Rewrite the measles news report starting at "Members of the Apostolic Faith sect countrywide" and ending at "their children immunized.", putting "Apostolic Faith church" in place of "Apostolic Faith sect" every time it appears.

▶ [SOURCE TEXT]

-=-=-

Police enforce immunization after death of 15

MASVINGO – At least 15 people have died of measles in Bikita District, bringing the national death toll to 55 since November last year, health officials here have said.

The 15, all believed to be members of the Bikita District, religious sect, died this month after they refused to receive treatment, citing their religious beliefs.

Members of the Apostolic Faith sect countrywide have over the years refused to have their children immunized on religious grounds, resulting in a high infant mortality rate in the country.

Masvingo provincial medical director Robert Mudyirandima confirmed the deaths on Tuesday.

“We have dispatched health personnel in the affected areas “, said Mudyirandima.”The situation is under control since we have enough drugs to deal with the outbreak.”

“Most of the 15 who died were children below the age of 10. We are encouraging people to make sure that their children are immunized to avoid unnecessary loss of human life”.

It also emerged yesterday that the police have since been deployed to the affected areas to force people, especially members of the Apostolic Faith sect to have their children immunized.

Sources within the police force yesterday said that they were just assisting the health officials to control the disease but were not arresting anyone in connection with the deaths.

“We just moved in to assist health personnel after they requested assistance from us,” said a senior police officer who requested anonymity.

-=-=-

▶ [DATA PROVIDED]
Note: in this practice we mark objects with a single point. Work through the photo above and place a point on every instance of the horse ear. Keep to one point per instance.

-=-=-

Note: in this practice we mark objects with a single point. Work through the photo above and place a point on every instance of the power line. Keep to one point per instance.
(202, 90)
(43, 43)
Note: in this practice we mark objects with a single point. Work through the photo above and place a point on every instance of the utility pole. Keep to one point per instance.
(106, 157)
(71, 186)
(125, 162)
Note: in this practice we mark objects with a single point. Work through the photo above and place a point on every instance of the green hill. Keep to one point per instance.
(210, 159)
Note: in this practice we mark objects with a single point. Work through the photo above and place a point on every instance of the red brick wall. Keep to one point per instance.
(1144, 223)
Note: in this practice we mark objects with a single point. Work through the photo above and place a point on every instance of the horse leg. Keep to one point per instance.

-=-=-

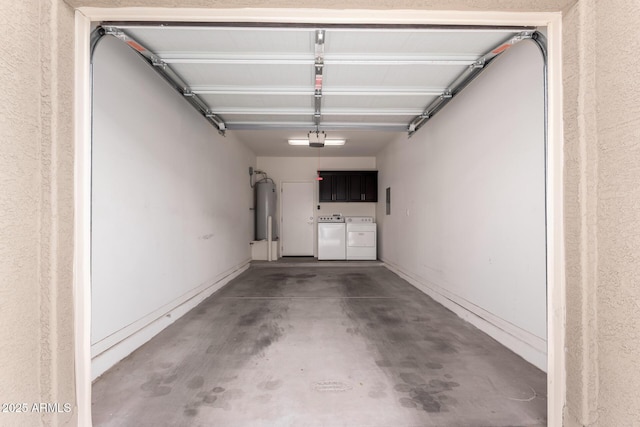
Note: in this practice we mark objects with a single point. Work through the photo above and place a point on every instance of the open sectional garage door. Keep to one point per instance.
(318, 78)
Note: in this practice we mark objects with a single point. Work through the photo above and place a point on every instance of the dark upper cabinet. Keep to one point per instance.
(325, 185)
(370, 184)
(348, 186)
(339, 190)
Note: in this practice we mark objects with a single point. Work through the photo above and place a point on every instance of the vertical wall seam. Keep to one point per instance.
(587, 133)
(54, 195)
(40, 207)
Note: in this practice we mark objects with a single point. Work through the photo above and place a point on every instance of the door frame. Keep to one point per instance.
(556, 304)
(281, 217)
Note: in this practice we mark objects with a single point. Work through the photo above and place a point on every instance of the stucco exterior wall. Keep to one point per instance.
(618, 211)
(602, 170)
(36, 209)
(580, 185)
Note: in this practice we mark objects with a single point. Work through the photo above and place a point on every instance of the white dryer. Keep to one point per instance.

-=-=-

▶ [TASK ANSWER]
Members of the Apostolic Faith church countrywide have over the years refused to have their children immunized on religious grounds, resulting in a high infant mortality rate in the country.

Masvingo provincial medical director Robert Mudyirandima confirmed the deaths on Tuesday.

“We have dispatched health personnel in the affected areas “, said Mudyirandima.”The situation is under control since we have enough drugs to deal with the outbreak.”

“Most of the 15 who died were children below the age of 10. We are encouraging people to make sure that their children are immunized to avoid unnecessary loss of human life”.

It also emerged yesterday that the police have since been deployed to the affected areas to force people, especially members of the Apostolic Faith church to have their children immunized.